### WORK ITEM
Reproduce verbatim only the lines from the one containing "Locate the camouflage trousers" through the last line below, both included.

Point-per-instance localization data:
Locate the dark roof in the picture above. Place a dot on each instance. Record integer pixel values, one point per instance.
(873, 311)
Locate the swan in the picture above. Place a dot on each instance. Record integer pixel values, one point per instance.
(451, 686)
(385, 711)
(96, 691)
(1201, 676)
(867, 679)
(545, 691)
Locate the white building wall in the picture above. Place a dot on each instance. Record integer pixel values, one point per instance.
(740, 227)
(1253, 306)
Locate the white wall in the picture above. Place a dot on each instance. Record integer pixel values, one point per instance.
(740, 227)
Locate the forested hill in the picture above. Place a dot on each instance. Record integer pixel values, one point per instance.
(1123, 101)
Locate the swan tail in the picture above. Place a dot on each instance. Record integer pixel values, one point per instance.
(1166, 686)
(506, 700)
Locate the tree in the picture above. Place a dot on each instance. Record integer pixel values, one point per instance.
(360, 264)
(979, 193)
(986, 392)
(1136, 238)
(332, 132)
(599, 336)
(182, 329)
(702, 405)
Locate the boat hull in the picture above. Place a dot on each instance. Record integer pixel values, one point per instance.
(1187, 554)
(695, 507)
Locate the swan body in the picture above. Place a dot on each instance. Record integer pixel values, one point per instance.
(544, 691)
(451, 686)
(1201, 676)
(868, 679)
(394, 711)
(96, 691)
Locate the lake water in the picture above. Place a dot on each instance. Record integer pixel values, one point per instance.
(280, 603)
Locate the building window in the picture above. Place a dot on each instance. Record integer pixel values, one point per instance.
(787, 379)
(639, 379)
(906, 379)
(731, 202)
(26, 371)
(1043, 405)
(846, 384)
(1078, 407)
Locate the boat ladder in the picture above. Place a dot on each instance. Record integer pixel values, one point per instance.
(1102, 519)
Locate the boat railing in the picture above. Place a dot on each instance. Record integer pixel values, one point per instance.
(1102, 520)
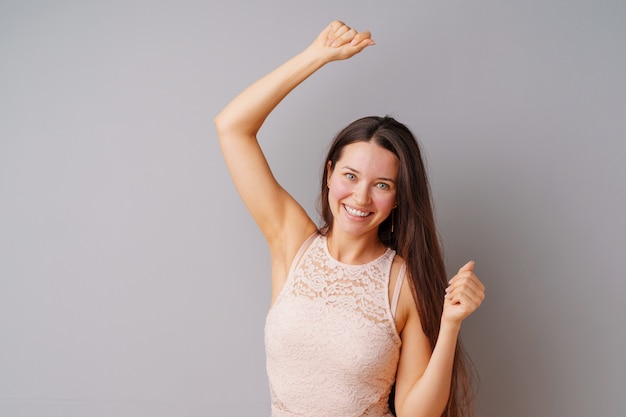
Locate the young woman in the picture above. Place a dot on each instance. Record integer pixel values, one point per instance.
(361, 304)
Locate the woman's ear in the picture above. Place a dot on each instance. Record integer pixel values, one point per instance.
(329, 172)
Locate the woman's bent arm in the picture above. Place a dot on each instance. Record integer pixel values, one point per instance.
(276, 213)
(423, 383)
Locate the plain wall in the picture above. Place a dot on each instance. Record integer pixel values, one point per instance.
(132, 280)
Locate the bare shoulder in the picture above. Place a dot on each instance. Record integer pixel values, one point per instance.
(284, 247)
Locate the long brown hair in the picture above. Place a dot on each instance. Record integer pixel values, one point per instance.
(413, 237)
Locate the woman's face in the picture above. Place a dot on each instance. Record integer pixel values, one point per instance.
(362, 188)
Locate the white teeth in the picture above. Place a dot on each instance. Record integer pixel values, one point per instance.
(355, 212)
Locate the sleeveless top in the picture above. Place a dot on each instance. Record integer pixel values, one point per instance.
(331, 342)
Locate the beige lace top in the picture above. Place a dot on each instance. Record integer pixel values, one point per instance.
(331, 342)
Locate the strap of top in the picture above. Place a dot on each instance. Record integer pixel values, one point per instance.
(301, 251)
(396, 291)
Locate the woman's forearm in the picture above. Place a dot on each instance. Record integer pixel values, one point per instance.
(246, 113)
(429, 396)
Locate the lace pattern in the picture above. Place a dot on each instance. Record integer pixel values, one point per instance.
(331, 343)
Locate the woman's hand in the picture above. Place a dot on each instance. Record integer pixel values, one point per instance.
(464, 294)
(339, 41)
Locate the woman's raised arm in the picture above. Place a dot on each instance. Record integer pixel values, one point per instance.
(273, 209)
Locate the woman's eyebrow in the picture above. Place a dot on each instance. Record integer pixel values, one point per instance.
(357, 172)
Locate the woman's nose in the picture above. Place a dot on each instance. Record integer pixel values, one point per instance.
(361, 193)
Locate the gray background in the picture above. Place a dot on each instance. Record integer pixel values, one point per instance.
(134, 283)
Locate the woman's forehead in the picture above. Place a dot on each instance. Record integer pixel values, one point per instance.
(369, 157)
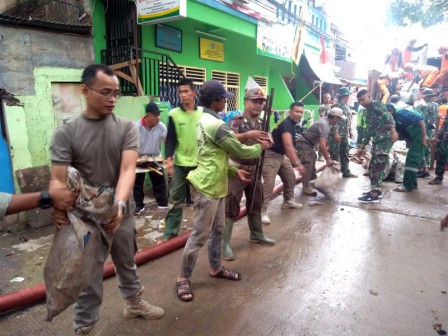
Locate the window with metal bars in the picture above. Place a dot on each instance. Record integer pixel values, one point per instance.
(231, 81)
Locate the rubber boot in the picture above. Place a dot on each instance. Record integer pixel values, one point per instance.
(256, 230)
(307, 190)
(227, 253)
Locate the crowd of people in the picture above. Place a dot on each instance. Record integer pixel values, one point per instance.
(220, 161)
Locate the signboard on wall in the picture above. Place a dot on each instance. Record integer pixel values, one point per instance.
(211, 50)
(156, 11)
(168, 38)
(274, 40)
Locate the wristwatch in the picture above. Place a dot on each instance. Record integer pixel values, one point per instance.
(45, 201)
(123, 206)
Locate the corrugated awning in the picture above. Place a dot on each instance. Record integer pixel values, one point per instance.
(324, 72)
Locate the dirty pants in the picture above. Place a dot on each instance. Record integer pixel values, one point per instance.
(442, 159)
(208, 224)
(414, 157)
(426, 162)
(307, 156)
(235, 194)
(378, 163)
(86, 307)
(339, 152)
(176, 201)
(158, 187)
(274, 164)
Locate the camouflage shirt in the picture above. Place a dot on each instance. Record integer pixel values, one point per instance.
(343, 126)
(379, 124)
(442, 135)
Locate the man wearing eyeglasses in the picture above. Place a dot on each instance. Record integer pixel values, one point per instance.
(104, 149)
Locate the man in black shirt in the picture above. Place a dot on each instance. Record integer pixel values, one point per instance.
(276, 162)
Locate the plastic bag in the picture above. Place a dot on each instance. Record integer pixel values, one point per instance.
(326, 183)
(79, 249)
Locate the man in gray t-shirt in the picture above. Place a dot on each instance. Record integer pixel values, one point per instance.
(104, 149)
(317, 133)
(152, 133)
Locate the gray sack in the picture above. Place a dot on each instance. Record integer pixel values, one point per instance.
(79, 249)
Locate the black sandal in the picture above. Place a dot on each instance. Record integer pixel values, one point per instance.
(232, 274)
(186, 290)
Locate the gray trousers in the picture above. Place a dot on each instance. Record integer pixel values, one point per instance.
(208, 224)
(274, 164)
(86, 307)
(307, 155)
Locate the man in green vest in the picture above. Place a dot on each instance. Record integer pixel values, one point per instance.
(216, 142)
(180, 150)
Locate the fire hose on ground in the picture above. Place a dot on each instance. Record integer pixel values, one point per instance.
(34, 294)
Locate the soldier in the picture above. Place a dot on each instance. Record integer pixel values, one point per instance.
(381, 130)
(442, 152)
(429, 109)
(275, 162)
(248, 131)
(339, 143)
(316, 134)
(325, 108)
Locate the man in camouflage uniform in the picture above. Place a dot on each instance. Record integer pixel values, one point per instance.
(247, 129)
(324, 110)
(381, 130)
(338, 139)
(430, 111)
(442, 152)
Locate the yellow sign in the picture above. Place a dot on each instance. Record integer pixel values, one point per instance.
(211, 50)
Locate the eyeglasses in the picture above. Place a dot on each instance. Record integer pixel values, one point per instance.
(108, 94)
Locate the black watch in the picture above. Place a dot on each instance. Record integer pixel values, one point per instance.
(45, 201)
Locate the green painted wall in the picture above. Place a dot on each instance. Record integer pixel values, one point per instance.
(30, 126)
(99, 28)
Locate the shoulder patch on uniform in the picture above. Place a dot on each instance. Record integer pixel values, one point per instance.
(234, 123)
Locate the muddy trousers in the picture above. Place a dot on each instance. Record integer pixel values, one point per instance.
(307, 155)
(413, 159)
(208, 224)
(158, 187)
(176, 201)
(339, 152)
(426, 162)
(442, 159)
(377, 169)
(86, 307)
(274, 164)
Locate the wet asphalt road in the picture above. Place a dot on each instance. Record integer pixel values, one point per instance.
(338, 268)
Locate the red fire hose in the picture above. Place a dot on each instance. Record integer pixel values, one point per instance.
(28, 296)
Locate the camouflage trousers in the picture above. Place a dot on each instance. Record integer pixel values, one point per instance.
(377, 169)
(427, 155)
(339, 152)
(442, 159)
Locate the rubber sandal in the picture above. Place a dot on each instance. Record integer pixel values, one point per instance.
(401, 189)
(232, 274)
(186, 290)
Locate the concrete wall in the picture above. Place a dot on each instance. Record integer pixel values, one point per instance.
(22, 50)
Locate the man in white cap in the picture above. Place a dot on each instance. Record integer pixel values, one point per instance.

### SOLUTION TO THE EXERCISE
Locate the camouflage trousers in the picture above. Place a dot on each instance. Record integer pixel values, one point per instance.
(377, 169)
(427, 155)
(339, 152)
(442, 159)
Locate the rubber sandal in the picture above. Place a dot on each instance. Record integer pixel values, one point per instance.
(401, 189)
(232, 274)
(186, 290)
Locate the concrete wall in the picture above. Place a dot on each instance. Record integer pixel values, one point per instance.
(22, 50)
Locate the man in white cap in the picture above. Place a dot on each instance. Record integer pixel values, one point per instance.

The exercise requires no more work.